WRITTEN EXERCISE -
Can you turn every line of the entries below into a Markdown table with the columns Row and Entry line, numbering the rows and omitting blank lines? Leave the pictures out of the table.

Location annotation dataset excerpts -

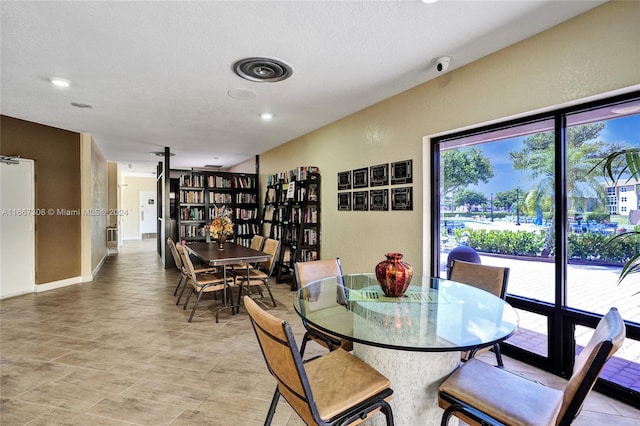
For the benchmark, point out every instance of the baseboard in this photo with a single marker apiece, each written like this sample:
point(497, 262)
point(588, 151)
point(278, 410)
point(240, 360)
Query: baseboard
point(57, 284)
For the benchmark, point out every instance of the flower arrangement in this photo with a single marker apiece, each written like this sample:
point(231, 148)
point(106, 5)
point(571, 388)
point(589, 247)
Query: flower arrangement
point(221, 225)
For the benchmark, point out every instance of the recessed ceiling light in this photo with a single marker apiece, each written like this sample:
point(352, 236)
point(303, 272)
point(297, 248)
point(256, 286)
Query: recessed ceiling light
point(81, 105)
point(60, 82)
point(262, 69)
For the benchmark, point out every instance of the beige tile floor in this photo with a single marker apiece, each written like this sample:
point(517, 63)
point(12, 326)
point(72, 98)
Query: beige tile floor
point(118, 351)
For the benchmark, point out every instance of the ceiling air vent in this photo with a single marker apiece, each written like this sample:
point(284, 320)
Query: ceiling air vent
point(262, 69)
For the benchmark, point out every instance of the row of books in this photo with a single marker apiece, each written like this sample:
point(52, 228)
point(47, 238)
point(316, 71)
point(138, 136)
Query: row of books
point(191, 213)
point(299, 173)
point(192, 197)
point(219, 198)
point(309, 237)
point(246, 214)
point(192, 231)
point(308, 255)
point(191, 181)
point(247, 229)
point(219, 182)
point(244, 182)
point(246, 198)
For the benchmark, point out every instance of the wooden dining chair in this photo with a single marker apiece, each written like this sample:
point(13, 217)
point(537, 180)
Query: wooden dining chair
point(257, 242)
point(307, 272)
point(204, 283)
point(184, 274)
point(333, 389)
point(493, 279)
point(478, 393)
point(261, 273)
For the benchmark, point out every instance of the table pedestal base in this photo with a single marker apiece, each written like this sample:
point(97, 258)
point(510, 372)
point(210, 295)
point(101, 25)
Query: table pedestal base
point(415, 378)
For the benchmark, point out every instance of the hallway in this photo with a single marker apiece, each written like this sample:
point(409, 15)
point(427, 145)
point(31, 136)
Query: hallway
point(118, 351)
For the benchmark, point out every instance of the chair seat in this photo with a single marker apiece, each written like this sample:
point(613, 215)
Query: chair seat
point(206, 282)
point(339, 381)
point(505, 396)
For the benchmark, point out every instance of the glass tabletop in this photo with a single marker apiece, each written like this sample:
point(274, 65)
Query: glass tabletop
point(433, 315)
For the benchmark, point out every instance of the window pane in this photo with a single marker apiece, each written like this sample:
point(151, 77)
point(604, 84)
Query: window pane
point(497, 197)
point(531, 334)
point(598, 209)
point(623, 368)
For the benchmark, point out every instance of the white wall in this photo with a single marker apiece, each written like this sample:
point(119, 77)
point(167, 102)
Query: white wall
point(130, 190)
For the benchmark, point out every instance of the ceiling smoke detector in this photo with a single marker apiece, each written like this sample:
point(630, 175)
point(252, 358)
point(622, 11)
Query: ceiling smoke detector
point(262, 69)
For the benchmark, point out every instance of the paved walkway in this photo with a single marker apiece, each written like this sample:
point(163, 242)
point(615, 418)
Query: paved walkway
point(589, 288)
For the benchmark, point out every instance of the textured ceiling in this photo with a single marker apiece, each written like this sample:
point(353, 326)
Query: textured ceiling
point(159, 73)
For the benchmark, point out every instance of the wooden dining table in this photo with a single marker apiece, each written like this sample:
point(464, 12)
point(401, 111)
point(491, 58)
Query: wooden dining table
point(232, 254)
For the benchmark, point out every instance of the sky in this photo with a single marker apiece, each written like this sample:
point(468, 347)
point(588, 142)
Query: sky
point(625, 131)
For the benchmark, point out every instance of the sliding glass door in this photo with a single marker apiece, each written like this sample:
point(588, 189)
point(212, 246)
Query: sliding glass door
point(531, 195)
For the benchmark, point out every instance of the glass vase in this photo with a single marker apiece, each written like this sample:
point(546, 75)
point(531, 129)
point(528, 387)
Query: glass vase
point(394, 275)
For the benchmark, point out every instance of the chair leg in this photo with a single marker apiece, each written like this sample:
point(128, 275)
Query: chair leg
point(193, 311)
point(272, 407)
point(270, 294)
point(496, 349)
point(178, 286)
point(305, 339)
point(184, 287)
point(186, 302)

RESPONSE -
| Row | Entry line |
|---|---|
| 1 | For the benchmark, point out every instance of the baseboard in this photo with a single marker apiece, each written like this sample: |
| 2 | point(497, 262) |
| 3 | point(588, 151) |
| 4 | point(278, 410) |
| 5 | point(240, 360) |
| 6 | Query: baseboard |
| 7 | point(57, 284) |
| 8 | For the benchmark, point out every instance of the flower arrangement in this photo with a single marker apiece, each written like this sample: |
| 9 | point(231, 148) |
| 10 | point(106, 5) |
| 11 | point(571, 388) |
| 12 | point(589, 247) |
| 13 | Query: flower arrangement |
| 14 | point(221, 225) |
| 15 | For the benchmark, point out every instance of the recessed ceiling light in this photo with a single marker apiece, each written like this sample: |
| 16 | point(352, 236) |
| 17 | point(303, 272) |
| 18 | point(297, 248) |
| 19 | point(256, 286) |
| 20 | Query: recessed ceiling light |
| 21 | point(81, 105) |
| 22 | point(60, 82) |
| 23 | point(262, 69) |
| 24 | For the benchmark, point out every instance of the beige tile floor in this photo with a single marker apiece, each written like this sample: |
| 25 | point(517, 63) |
| 26 | point(12, 326) |
| 27 | point(72, 98) |
| 28 | Query: beige tile floor |
| 29 | point(118, 351) |
| 30 | For the benchmark, point out every instance of the ceiling air vent in this photo with a single marker apiece, each written like this sample: |
| 31 | point(284, 320) |
| 32 | Query: ceiling air vent |
| 33 | point(262, 69) |
| 34 | For the benchmark, point out every instance of the row of books in this photo with a single marker apiece, each written like this sample: |
| 35 | point(52, 228) |
| 36 | point(47, 238) |
| 37 | point(316, 71) |
| 38 | point(138, 136) |
| 39 | Query: row of books |
| 40 | point(191, 213) |
| 41 | point(299, 173) |
| 42 | point(192, 197) |
| 43 | point(219, 198) |
| 44 | point(309, 237) |
| 45 | point(246, 214) |
| 46 | point(192, 231) |
| 47 | point(308, 255) |
| 48 | point(191, 181) |
| 49 | point(247, 229) |
| 50 | point(219, 182) |
| 51 | point(244, 182) |
| 52 | point(246, 198) |
| 53 | For the benchmark, point out every instance of the wooden dining chair in this photo with a single marker apiece, each written like this sample: |
| 54 | point(13, 217) |
| 55 | point(537, 180) |
| 56 | Query: wooden dining chair |
| 57 | point(257, 242) |
| 58 | point(307, 272) |
| 59 | point(204, 283) |
| 60 | point(184, 274) |
| 61 | point(333, 389) |
| 62 | point(493, 279) |
| 63 | point(478, 393) |
| 64 | point(261, 273) |
| 65 | For the benchmark, point out every instance of the table pedestal base in this photo with a single marker apiece, each written like this sample: |
| 66 | point(97, 258) |
| 67 | point(510, 372) |
| 68 | point(210, 295) |
| 69 | point(101, 25) |
| 70 | Query: table pedestal base |
| 71 | point(415, 378) |
| 72 | For the benchmark, point out every instance of the hallway in this photo with a single marker apiece, each written like this sample: |
| 73 | point(409, 15) |
| 74 | point(427, 145) |
| 75 | point(31, 136) |
| 76 | Query: hallway |
| 77 | point(118, 351) |
| 78 | For the benchmark, point out every instance of the chair seat in this photo with a single marker apiece, each written like this sample: |
| 79 | point(613, 215) |
| 80 | Query: chair seat |
| 81 | point(206, 282) |
| 82 | point(339, 381) |
| 83 | point(505, 396) |
| 84 | For the benchmark, point out every instance of the glass tabletop in this photo with a single marker apiece, each written like this sample: |
| 85 | point(274, 65) |
| 86 | Query: glass tabletop |
| 87 | point(433, 315) |
| 88 | For the benchmark, point out every instance of the window pane in this photo with a single marker apiece, each written like this sample: |
| 89 | point(151, 77) |
| 90 | point(604, 84) |
| 91 | Query: window pane |
| 92 | point(497, 197) |
| 93 | point(531, 334) |
| 94 | point(598, 209) |
| 95 | point(623, 368) |
| 96 | For the benchmark, point out every instance of the white wall in this photo with a single marker apiece, each written like this sample: |
| 97 | point(119, 77) |
| 98 | point(167, 102) |
| 99 | Query: white wall |
| 100 | point(130, 190) |
| 101 | For the benchmark, point out every instance of the ceiling smoke detector in this photo with a single marker apiece, each written like this sample: |
| 102 | point(630, 175) |
| 103 | point(252, 358) |
| 104 | point(622, 11) |
| 105 | Query: ceiling smoke detector |
| 106 | point(262, 69) |
| 107 | For the benchmark, point out every instance of the paved walkway in this photo with a single marker apiece, each written like this sample: |
| 108 | point(163, 242) |
| 109 | point(615, 418) |
| 110 | Query: paved walkway |
| 111 | point(589, 288) |
| 112 | For the benchmark, point out every instance of the textured ceiling in this photo with a single marker apiece, each written like this sample: |
| 113 | point(353, 326) |
| 114 | Query: textured ceiling |
| 115 | point(159, 73) |
| 116 | For the benchmark, point out every instance of the wooden dining table in this photo with a single marker apiece, each written like this sample: |
| 117 | point(464, 12) |
| 118 | point(401, 111) |
| 119 | point(491, 58) |
| 120 | Query: wooden dining table |
| 121 | point(232, 254) |
| 122 | For the benchmark, point out every instance of the sky in this photo with a single marker apiece, each written like this sample: |
| 123 | point(468, 347) |
| 124 | point(588, 142) |
| 125 | Query: sky |
| 126 | point(625, 131) |
| 127 | For the benchmark, point out every instance of the sliding glass door in this photo with a single marker apiece, each written like this sample: |
| 128 | point(588, 189) |
| 129 | point(212, 246) |
| 130 | Query: sliding glass door |
| 131 | point(531, 195) |
| 132 | For the benchmark, point out every instance of the glass vase in this photo with a single marker apiece, each written like this sample: |
| 133 | point(546, 75) |
| 134 | point(531, 129) |
| 135 | point(528, 387) |
| 136 | Query: glass vase |
| 137 | point(394, 275) |
| 138 | For the benchmark, point out every instance of the chair leg in this photo with a single marker apiece, each written like this sample: |
| 139 | point(128, 275) |
| 140 | Query: chair leg |
| 141 | point(193, 311) |
| 142 | point(272, 407) |
| 143 | point(270, 294) |
| 144 | point(496, 349) |
| 145 | point(178, 286) |
| 146 | point(305, 339) |
| 147 | point(184, 287) |
| 148 | point(186, 302) |